What you need to do
1. In the passage on seismic inversion and well ties, what range of correlations does a well-run inversion achieve at blind wells?
2. Continue the passage on seismic inversion and well ties from its last sentence.

==== Passage to read ====

Well ties — the inversion’s scoreboard
Every inversion output should be validated against wells NOT used in the building of the LF model or the wavelet. The diagnostic:
- Extract the inverted Ip trace AT the blind well location.
- Extract the well-log Ip trace at the same location (and same time sampling).
- Compute the CORRELATION and the RMS error between them.
A well-run inversion achieves correlations of 0.85–0.95 and RMS errors of 5–10% at blind wells. Correlations below 0.7 are a red flag — the inversion is not capturing the trace character. RMS errors above 15% suggest either wavelet, LF model, or calibration problems.
The best QI projects reserve MULTIPLE wells for blind testing — ideally 20–30% of the wells. Leaving out a well from calibration, running the inversion, then comparing the blind-well result is how you know the workflow is generalizable beyond the calibration sample.
What inversion CANNOT do
- Restore what wasn’t there. If the seismic is severely muted below 8 Hz, no inversion can meaningfully recover the 0–8 Hz band from the data alone — it must come from the LF model. When the LF model is wrong, the inversion is wrong, and no amount of engine sophistication fixes it.

==== Information provided ====

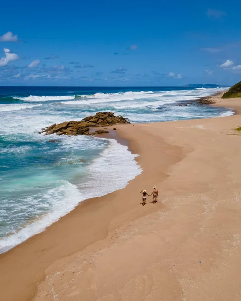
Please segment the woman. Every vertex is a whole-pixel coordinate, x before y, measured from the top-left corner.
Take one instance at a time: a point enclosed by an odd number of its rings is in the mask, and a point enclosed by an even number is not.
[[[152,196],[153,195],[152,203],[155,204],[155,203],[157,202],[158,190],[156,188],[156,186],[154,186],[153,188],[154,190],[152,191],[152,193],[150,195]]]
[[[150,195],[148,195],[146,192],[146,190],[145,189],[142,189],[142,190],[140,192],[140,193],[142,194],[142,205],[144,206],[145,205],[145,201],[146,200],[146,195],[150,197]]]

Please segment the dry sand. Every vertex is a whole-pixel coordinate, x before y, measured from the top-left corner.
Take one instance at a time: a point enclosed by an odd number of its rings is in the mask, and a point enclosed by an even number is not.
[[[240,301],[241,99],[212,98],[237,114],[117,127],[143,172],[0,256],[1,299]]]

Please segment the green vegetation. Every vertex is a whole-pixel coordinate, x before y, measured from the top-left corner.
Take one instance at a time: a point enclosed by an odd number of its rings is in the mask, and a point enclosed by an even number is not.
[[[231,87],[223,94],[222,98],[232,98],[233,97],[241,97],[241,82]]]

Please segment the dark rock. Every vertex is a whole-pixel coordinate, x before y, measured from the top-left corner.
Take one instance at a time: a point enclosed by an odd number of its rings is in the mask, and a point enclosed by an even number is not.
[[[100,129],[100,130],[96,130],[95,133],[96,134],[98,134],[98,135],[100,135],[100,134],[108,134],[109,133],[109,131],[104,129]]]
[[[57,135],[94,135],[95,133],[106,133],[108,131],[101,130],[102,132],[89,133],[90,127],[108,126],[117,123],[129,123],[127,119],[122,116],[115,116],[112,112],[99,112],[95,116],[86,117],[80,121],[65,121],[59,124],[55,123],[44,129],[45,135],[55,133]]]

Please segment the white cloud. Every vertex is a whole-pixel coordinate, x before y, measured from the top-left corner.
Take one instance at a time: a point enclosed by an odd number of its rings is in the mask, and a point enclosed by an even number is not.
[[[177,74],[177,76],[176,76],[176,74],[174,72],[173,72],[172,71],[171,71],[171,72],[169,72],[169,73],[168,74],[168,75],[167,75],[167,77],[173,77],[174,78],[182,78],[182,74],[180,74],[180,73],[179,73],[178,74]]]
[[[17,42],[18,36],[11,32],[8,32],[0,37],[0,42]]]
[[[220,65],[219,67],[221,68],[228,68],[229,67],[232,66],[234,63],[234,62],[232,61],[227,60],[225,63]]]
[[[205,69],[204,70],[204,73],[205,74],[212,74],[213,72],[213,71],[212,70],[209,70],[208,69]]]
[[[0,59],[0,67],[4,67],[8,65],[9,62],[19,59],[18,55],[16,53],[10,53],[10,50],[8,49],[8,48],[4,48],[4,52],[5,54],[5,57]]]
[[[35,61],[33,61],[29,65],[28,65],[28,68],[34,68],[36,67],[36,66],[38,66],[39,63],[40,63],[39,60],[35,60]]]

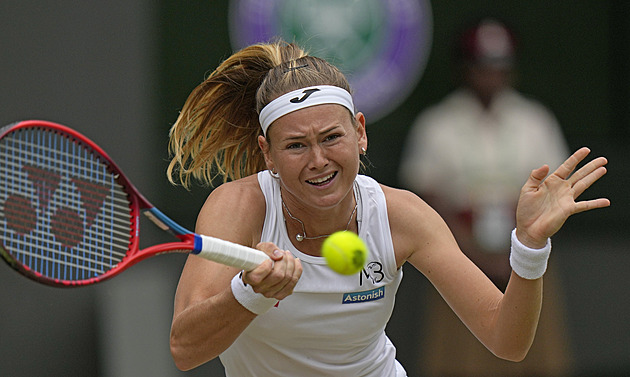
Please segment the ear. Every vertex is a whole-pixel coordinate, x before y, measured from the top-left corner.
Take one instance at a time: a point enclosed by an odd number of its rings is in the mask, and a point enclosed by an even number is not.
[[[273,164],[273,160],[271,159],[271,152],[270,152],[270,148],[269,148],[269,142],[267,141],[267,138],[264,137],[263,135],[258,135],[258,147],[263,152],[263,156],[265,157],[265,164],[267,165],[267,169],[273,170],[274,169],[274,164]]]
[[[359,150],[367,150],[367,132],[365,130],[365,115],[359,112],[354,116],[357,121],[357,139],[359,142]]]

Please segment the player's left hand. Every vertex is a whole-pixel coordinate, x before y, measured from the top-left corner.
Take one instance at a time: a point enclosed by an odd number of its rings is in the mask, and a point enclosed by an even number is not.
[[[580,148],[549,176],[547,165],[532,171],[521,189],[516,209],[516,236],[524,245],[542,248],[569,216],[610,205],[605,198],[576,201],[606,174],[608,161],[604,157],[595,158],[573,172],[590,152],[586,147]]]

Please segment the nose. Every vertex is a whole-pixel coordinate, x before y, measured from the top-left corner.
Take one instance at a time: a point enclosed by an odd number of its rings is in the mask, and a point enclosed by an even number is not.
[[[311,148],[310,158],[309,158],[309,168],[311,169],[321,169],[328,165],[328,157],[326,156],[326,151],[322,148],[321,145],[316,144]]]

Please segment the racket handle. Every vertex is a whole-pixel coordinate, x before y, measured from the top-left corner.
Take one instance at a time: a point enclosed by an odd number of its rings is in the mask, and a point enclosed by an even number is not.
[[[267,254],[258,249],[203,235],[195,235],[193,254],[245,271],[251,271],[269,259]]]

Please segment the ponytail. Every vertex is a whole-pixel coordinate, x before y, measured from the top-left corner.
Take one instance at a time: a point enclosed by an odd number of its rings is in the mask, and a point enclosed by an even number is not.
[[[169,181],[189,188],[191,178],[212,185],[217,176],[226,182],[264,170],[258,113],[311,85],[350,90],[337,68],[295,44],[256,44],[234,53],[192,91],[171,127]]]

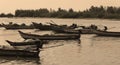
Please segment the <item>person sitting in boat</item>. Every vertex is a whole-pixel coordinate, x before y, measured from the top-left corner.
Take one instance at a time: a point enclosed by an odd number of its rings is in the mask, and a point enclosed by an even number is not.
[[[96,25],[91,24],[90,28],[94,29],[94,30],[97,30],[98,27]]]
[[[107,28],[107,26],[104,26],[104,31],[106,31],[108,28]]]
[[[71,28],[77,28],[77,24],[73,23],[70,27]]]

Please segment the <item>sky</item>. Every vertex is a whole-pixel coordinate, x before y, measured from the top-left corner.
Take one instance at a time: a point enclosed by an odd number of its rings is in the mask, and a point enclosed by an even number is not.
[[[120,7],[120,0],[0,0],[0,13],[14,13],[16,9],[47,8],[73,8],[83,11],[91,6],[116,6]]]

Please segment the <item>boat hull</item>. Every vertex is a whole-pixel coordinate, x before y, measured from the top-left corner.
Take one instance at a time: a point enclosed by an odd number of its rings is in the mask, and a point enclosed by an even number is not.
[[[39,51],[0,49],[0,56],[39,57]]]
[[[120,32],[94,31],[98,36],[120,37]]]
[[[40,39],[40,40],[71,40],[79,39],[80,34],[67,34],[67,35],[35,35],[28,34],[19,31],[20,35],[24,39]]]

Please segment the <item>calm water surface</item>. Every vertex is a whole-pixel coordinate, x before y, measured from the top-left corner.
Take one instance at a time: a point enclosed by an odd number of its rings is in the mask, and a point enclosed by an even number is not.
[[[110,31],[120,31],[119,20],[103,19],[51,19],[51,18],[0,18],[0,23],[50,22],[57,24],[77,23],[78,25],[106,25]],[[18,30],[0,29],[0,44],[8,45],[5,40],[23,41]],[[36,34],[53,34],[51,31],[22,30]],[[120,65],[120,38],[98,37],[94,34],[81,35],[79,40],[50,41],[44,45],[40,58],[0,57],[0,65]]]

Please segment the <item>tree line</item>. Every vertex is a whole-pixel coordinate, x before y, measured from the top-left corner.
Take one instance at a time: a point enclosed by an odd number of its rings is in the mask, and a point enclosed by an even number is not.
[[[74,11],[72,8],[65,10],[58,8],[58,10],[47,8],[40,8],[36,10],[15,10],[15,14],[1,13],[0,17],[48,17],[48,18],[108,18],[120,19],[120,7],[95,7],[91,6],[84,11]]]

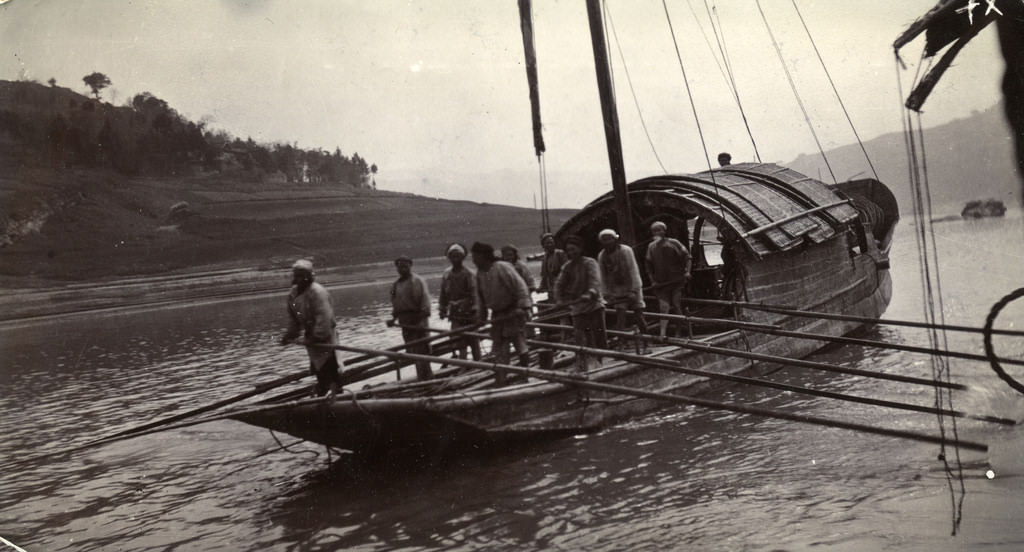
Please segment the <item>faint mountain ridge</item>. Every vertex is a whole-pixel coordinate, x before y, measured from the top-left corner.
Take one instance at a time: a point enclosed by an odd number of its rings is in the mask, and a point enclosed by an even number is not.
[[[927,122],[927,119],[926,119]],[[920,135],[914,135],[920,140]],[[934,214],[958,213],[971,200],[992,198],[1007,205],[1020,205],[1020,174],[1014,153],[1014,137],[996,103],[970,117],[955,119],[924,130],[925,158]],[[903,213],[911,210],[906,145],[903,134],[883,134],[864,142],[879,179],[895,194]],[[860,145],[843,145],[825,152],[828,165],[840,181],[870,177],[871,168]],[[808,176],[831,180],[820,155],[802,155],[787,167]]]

====

Responses to the exercise
1. 0.85–0.95

2.
- See past the noise floor. Above some local noise level, changes in the true impedance produce seismic amplitudes smaller than the noise. Inversion cannot distinguish a small real signal from a small noise fluctuation.
- Resolve below the wavelet. Thin beds below λ/4 (§1.7, the tuning thickness) are amplitude-tuned, not individually resolved. No inversion recovers individual thin-bed impedance from a tuned amplitude.
- Fix wrong physics. If the convolutional model breaks down (strong attenuation, major mode conversion, anisotropy neglected in the forward modeling), the inversion will produce a mathematically consistent but PHYSICALLY WRONG answer.
A typical industrial inversion project
Timeline for a production-quality pre-stack inversion on a developed field (5–10 wells, 3D survey):
- Week 1–2: data conditioning. Angle-dependent gather flattening, multiple removal, offset balancing, noise attenuation. Inversion is only as good as its input; gather conditioning is frequently the bottleneck.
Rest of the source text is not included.